Document section:
-------------------------
You spent four years getting your bachelor’s degree, another four in medical school, not to mention one to three years in a residency program (depending on your specialty). Next came working for another doctor. You worked hard, saved your pennies, and then you bought your own practice. Now you can just sit back (in between seeing patients) and watch your profits grow.
Ummm, not so fast. Just because you have the credentials and experience in treating vision issues, that doesn’t necessarily translate into a successful practice. Actually, it’s the little things that patients notice, in particular, how your office staff interacts with them. Are they friendly, yet efficient? Do they answer the phone within three rings? Are they willing to do extra, such as help a child pick out frames or help an elderly patient with arthritis fill out a form?
The office staff are the first people your patients meet, and it is your staff that sets the tone for the entire visit. They need to be not only knowledgeable in the latest software programs, they need to be able to make the patient’s experience the best it can be. You don’t have to invest in a fancy training program, you just have to make sure that you and your staff do the following:
Answer the phone promptly, politely and ready to help
It isn’t enough to answer the phone within three rings, if your staff going to just put people on hold. Voicemail isn’t a replacement for a receptionist. If your staff is keeping people on hold for too long, maybe it is time for a separate phone line to give out to vendors and other doctors. If you aren’t able to do that, have your staff ask the person on the line if she or she is a patient, vendor, an insurance company, or calling from a doctor’s office. If the caller is a patient, then that person is a priority and should be handled right away. Vendors, insurance companies, and doctor offices can be put on hold, transferred to another staff member, or transferred to voicemail.
-------------------------
Please copy everything from "You spent four" down to "out a form?" in the passage on office staff at a vision practice, word for word. The entries that come next are drawn from a separate source.
-------------------------
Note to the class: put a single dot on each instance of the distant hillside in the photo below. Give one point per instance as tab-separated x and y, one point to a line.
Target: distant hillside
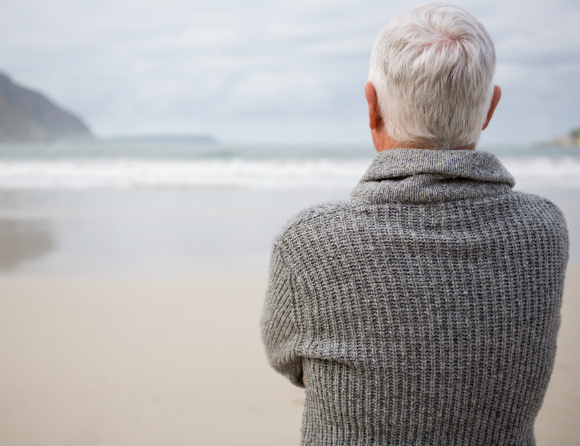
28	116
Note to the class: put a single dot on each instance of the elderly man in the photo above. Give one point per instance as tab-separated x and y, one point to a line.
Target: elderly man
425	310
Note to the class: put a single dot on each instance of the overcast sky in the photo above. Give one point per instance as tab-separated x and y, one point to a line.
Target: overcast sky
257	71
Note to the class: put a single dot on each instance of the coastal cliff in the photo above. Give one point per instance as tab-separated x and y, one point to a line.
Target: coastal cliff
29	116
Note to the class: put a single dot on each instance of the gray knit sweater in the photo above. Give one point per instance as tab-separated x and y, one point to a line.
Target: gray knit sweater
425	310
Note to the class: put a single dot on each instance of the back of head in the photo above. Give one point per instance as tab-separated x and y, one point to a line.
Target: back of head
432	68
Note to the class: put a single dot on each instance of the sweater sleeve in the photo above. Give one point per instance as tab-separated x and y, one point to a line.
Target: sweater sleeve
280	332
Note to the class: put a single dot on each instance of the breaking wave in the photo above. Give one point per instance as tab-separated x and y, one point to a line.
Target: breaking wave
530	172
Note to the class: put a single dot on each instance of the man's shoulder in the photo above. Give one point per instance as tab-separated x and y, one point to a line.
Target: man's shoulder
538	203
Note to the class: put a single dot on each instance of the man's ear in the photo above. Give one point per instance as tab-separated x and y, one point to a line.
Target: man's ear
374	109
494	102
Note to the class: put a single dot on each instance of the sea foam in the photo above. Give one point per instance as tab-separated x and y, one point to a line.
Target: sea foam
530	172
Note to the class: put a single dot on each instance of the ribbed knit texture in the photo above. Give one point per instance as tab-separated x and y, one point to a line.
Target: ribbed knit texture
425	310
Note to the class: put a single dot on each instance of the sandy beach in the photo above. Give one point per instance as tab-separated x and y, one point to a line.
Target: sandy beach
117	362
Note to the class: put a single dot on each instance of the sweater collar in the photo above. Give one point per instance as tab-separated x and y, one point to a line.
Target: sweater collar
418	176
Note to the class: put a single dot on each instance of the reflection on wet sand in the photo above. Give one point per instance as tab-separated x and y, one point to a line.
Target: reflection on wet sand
-------------------------
Solution to this exercise:
You spent four years getting your bachelor’s degree, another four in medical school, not to mention one to three years in a residency program (depending on your specialty). Next came working for another doctor. You worked hard, saved your pennies, and then you bought your own practice. Now you can just sit back (in between seeing patients) and watch your profits grow.
Ummm, not so fast. Just because you have the credentials and experience in treating vision issues, that doesn’t necessarily translate into a successful practice. Actually, it’s the little things that patients notice, in particular, how your office staff interacts with them. Are they friendly, yet efficient? Do they answer the phone within three rings? Are they willing to do extra, such as help a child pick out frames or help an elderly patient with arthritis fill out a form?